What is expected:
Update the records from the line containing "Task: annotate the cap brim." through the end of the records by changing "cap brim" to "hat brim" throughout and leaving everything else unchanged. Give only those lines, with the pictures left out.

Material for this task:
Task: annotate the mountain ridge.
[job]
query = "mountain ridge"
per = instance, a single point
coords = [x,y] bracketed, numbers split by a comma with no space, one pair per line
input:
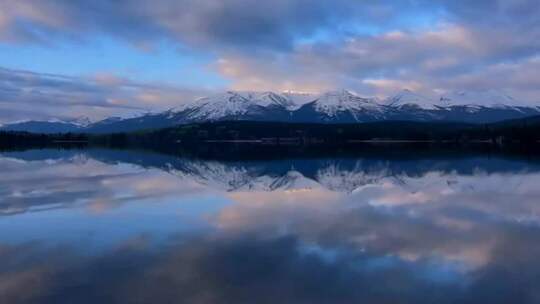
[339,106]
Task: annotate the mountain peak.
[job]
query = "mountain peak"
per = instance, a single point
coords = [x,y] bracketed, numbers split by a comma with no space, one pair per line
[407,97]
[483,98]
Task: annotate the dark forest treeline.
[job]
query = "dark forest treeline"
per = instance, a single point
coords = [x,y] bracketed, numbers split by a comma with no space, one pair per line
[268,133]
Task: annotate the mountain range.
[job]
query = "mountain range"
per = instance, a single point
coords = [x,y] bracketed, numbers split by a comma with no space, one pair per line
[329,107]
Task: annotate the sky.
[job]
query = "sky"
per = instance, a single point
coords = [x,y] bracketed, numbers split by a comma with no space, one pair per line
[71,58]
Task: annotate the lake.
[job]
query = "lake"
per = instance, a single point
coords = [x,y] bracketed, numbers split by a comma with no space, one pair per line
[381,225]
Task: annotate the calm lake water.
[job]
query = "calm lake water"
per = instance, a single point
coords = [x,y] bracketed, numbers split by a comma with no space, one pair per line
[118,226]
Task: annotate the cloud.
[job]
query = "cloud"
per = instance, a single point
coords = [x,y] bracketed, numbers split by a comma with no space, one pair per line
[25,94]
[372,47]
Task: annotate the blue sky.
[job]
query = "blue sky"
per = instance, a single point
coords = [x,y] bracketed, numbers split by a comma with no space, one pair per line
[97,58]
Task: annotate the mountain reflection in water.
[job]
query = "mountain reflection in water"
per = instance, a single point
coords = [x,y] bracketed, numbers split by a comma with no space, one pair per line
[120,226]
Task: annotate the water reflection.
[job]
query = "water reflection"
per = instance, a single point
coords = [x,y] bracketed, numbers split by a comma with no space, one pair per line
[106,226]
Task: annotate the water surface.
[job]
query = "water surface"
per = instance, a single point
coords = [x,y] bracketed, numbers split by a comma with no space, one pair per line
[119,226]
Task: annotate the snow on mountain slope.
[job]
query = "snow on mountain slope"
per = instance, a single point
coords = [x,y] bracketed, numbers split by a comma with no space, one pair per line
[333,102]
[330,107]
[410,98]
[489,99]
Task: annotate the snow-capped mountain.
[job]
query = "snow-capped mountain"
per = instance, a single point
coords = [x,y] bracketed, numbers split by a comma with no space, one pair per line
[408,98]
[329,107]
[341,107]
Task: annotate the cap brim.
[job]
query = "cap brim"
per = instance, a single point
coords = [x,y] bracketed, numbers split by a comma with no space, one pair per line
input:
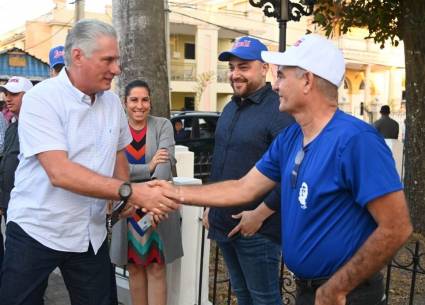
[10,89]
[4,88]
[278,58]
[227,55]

Solution to the problem:
Task: annotate the hat brim.
[job]
query = "hat brim"
per = instance, a single point
coords = [x,y] bracketed, numbers split by a comma with no space, one pair per line
input:
[10,89]
[4,88]
[278,58]
[227,55]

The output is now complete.